▶ [Exercise goal] When you reach the line containing "shown by (1049,714)." in the records below, start copying exactly, and stop once you have copied the line containing "shown by (300,101).".

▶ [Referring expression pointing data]
Start of Block

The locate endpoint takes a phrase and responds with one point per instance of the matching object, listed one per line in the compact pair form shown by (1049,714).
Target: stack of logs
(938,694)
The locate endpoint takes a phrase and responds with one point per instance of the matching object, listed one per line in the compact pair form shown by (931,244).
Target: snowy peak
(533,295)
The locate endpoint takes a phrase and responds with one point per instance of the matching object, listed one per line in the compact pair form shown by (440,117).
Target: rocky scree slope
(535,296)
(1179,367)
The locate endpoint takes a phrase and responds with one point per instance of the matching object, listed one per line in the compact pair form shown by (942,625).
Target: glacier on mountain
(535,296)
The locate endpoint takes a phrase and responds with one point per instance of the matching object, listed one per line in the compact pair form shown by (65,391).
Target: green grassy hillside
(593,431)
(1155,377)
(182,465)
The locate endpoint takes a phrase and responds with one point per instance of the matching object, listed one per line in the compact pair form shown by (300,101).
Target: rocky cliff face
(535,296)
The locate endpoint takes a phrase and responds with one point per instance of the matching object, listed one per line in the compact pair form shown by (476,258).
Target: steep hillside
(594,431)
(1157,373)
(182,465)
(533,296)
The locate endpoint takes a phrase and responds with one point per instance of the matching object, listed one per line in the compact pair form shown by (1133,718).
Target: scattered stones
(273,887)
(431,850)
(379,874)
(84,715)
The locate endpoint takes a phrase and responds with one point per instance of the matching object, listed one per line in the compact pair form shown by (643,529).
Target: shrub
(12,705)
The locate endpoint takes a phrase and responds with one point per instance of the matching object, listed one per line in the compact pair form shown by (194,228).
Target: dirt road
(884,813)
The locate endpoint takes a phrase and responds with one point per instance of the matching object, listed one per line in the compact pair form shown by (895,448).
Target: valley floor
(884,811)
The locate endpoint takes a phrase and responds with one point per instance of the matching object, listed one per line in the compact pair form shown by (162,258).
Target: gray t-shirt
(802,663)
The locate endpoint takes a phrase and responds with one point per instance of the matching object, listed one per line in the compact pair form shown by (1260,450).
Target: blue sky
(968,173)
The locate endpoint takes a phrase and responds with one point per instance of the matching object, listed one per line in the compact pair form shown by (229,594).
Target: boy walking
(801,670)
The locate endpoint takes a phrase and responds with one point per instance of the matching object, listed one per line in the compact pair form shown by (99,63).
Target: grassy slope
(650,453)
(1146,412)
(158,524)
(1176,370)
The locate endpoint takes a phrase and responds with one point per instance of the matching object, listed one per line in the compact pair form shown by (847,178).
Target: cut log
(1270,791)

End of Block
Start of Block

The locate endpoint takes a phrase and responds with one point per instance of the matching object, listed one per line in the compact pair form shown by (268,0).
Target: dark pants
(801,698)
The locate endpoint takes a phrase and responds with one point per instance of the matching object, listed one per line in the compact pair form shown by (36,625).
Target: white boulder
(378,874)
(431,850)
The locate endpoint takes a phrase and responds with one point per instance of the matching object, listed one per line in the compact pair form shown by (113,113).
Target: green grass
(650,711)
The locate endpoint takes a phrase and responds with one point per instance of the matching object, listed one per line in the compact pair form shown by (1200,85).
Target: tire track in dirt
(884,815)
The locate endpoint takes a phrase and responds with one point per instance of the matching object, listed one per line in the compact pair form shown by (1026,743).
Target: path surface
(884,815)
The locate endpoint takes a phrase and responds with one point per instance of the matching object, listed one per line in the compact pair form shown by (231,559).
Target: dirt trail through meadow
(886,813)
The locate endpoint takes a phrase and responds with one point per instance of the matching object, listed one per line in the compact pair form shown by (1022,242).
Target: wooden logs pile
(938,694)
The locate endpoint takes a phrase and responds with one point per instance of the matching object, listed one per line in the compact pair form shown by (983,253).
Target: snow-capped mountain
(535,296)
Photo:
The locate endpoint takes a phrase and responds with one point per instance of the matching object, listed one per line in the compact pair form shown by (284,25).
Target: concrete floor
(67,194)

End of Block
Start of Block

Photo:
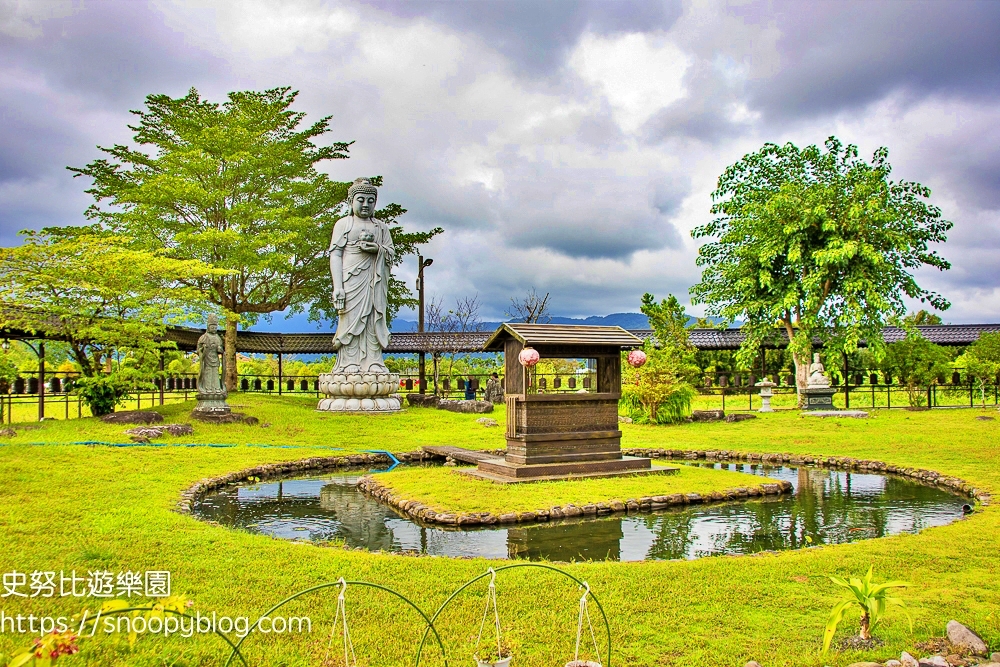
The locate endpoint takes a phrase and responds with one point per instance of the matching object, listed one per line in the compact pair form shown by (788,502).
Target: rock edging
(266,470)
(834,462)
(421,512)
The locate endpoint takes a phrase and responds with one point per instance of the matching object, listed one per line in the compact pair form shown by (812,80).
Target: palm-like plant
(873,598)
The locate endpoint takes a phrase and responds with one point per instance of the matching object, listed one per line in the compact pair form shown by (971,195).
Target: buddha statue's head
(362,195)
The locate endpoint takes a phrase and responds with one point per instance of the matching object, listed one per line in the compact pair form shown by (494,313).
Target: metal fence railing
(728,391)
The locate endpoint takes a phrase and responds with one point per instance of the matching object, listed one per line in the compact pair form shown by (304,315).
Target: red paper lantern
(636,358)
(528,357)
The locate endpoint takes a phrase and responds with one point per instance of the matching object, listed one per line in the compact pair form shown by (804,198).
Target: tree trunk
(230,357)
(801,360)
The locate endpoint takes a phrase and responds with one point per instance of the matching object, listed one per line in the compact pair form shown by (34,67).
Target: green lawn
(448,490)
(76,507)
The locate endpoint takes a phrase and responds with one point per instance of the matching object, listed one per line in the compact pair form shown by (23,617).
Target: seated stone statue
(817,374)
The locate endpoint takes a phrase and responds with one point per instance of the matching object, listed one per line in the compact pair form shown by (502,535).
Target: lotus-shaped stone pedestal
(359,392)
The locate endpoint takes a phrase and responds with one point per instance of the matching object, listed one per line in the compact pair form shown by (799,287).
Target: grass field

End of Block

▶ [Task output]
The locate endpoint takes a phrase and responds with one point per instance of the matching object, listed one per line in the compact pair form shown by (1049,714).
Target: stack of logs
(938,694)
The locate endpoint takes a phrase and responds with one point per instance of the matching object, listed one per line in the compact pair form shown by (931,244).
Target: snowy peak
(533,295)
The locate endpoint takes a phrase and responds with one point per instance of the matching object, listed one per line in the compact pair form shown by (440,117).
Target: rocky scree slope
(535,296)
(1179,367)
The locate endpoint takes a phrase and responds with one point per instance of the matching object, listed one per line in the compact pair form shown by (942,625).
Target: glacier on mountain
(535,296)
The locate endpoint takes a phrase and responds with one point per instance of the matching object, listed one per line in the compact pair form shown by (65,391).
Target: green grassy hillside
(593,431)
(1155,377)
(182,465)
The locate endpoint takes a phrase and responds with one point per instance of the matching object, listed one per line in the compact pair form shown by (300,101).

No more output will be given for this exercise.